**Records**:
>>>

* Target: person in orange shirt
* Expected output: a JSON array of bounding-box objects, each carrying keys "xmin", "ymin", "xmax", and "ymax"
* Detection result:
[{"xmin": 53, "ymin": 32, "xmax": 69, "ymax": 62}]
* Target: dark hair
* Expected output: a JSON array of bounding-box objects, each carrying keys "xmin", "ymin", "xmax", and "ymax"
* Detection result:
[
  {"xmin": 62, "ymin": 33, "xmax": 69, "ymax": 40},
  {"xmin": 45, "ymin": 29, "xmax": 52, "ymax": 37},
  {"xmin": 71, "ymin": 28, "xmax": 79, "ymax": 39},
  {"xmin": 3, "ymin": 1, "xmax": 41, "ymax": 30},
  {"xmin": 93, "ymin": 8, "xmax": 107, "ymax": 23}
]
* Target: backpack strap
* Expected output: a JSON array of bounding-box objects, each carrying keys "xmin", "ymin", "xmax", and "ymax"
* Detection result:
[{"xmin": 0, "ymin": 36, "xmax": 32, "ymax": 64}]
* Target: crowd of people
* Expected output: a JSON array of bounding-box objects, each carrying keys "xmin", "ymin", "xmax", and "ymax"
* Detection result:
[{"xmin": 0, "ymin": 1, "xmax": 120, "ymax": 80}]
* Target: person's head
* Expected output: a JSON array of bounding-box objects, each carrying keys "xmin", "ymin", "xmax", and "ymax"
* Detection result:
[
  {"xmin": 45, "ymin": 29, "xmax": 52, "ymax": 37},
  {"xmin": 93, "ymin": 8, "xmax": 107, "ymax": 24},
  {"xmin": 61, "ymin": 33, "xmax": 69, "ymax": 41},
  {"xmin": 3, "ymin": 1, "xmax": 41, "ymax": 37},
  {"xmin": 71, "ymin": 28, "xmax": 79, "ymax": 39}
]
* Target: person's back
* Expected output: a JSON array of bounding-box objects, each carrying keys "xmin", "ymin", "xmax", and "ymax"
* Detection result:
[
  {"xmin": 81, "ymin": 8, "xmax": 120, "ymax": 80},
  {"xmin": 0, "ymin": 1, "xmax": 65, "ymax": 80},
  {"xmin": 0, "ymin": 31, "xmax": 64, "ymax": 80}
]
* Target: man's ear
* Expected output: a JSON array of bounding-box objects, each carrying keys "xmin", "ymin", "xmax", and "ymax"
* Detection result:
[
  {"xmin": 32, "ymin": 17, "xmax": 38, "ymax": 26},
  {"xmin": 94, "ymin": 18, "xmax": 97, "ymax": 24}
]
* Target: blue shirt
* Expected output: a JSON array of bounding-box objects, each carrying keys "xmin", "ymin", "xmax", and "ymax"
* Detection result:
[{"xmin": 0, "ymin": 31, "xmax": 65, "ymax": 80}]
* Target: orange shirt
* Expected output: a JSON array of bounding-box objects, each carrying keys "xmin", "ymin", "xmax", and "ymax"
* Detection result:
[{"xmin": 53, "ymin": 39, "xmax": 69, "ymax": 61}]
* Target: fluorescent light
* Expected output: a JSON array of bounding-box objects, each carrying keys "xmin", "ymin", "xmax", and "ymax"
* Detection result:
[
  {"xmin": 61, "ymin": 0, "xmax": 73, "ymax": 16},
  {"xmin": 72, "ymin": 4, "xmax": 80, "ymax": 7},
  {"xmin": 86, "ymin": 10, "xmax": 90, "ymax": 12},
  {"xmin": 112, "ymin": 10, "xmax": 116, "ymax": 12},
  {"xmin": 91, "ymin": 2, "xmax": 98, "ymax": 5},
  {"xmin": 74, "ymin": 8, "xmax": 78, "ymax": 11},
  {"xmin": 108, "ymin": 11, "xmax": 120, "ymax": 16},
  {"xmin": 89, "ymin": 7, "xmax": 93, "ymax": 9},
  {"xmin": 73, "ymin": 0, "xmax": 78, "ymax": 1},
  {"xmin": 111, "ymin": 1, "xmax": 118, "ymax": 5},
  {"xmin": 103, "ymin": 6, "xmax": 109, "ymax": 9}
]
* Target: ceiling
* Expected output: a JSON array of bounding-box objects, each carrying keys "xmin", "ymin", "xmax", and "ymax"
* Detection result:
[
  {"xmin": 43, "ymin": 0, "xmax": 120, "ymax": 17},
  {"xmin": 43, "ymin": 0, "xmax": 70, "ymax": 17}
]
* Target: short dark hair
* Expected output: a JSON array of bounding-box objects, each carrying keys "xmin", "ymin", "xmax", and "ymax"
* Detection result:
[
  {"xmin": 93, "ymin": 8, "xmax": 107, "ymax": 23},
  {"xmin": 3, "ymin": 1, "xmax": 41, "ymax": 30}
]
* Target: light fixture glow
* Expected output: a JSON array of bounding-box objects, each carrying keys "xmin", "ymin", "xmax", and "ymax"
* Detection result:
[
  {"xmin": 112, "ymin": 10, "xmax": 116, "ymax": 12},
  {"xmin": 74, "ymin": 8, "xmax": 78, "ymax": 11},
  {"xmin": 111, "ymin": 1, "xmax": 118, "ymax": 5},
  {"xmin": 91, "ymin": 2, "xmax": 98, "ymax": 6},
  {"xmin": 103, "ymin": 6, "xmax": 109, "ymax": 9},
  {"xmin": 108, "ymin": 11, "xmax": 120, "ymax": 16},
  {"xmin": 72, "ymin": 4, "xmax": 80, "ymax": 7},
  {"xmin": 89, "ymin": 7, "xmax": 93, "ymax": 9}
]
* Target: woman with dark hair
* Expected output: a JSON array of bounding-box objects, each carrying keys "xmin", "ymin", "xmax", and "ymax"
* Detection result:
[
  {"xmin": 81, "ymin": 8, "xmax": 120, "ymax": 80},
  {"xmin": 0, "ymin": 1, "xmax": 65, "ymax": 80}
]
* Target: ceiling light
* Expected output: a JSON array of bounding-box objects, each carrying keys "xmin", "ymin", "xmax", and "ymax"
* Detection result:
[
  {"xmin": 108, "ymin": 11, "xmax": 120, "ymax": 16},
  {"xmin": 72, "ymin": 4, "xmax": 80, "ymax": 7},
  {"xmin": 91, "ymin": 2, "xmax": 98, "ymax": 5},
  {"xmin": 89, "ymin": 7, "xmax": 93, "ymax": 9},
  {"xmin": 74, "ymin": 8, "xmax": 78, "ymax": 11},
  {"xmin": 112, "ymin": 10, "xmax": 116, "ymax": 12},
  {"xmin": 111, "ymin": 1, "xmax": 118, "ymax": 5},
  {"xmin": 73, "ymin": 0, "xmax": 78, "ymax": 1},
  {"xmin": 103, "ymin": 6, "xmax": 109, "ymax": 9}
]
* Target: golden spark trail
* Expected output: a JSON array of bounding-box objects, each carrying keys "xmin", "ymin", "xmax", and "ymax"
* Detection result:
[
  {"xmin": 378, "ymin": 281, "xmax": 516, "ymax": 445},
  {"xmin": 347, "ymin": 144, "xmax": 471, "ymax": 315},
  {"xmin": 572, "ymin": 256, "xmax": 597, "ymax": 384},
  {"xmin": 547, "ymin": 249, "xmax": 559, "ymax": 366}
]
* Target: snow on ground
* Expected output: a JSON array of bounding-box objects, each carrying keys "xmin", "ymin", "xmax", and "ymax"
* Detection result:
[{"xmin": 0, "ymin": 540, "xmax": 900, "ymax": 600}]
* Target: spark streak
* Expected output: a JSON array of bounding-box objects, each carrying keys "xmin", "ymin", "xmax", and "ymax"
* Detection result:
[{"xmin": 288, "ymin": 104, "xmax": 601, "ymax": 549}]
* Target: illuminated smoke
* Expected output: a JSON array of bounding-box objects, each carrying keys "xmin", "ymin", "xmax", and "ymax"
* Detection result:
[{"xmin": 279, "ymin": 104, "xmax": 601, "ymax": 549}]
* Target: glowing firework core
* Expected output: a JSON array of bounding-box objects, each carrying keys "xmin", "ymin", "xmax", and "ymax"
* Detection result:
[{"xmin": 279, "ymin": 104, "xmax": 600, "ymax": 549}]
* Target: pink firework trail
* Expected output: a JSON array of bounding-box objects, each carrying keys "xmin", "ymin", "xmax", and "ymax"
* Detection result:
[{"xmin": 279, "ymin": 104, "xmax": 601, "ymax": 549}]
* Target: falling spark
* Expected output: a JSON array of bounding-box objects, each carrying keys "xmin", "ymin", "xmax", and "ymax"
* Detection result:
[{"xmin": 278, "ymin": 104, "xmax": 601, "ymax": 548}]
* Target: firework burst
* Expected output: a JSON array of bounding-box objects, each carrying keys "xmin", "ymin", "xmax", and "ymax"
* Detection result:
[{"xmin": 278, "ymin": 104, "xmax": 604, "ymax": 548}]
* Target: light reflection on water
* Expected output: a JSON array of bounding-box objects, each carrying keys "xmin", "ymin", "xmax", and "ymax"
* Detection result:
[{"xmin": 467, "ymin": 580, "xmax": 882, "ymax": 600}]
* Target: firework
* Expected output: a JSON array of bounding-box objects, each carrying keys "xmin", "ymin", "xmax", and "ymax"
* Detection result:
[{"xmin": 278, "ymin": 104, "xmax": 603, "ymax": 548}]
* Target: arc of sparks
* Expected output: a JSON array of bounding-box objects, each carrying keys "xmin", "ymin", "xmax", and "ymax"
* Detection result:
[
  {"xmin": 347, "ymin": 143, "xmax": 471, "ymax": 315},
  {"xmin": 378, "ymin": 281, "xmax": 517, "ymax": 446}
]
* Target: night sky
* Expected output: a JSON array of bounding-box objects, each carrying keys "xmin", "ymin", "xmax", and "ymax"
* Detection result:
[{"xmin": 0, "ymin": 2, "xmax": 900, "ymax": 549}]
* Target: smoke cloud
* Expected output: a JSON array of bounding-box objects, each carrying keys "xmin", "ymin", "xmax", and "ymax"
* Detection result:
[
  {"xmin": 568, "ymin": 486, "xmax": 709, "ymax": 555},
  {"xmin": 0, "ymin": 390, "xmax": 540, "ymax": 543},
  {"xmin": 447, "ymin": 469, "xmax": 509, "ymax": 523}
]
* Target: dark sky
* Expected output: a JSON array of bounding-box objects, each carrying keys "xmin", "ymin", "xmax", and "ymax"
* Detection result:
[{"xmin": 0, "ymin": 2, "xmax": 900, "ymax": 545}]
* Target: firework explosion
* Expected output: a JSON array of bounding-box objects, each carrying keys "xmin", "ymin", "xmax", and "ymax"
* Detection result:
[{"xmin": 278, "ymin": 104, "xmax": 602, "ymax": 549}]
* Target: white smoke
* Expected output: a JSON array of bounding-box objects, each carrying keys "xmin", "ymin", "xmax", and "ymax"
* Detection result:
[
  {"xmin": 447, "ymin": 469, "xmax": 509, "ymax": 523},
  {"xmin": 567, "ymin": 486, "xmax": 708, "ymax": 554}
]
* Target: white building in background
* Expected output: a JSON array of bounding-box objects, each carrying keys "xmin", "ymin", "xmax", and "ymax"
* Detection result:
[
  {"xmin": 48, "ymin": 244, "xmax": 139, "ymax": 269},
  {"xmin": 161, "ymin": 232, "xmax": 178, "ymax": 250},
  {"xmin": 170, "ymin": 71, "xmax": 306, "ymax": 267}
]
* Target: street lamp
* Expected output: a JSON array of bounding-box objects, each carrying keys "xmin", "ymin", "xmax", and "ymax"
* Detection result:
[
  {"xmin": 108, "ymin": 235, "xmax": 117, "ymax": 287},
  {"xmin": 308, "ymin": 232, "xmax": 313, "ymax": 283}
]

<<<

**Task**: Please count the lines in the records that contain the string "trail", matching case exactly, and reply with only that number.

**Response to the exercise**: 2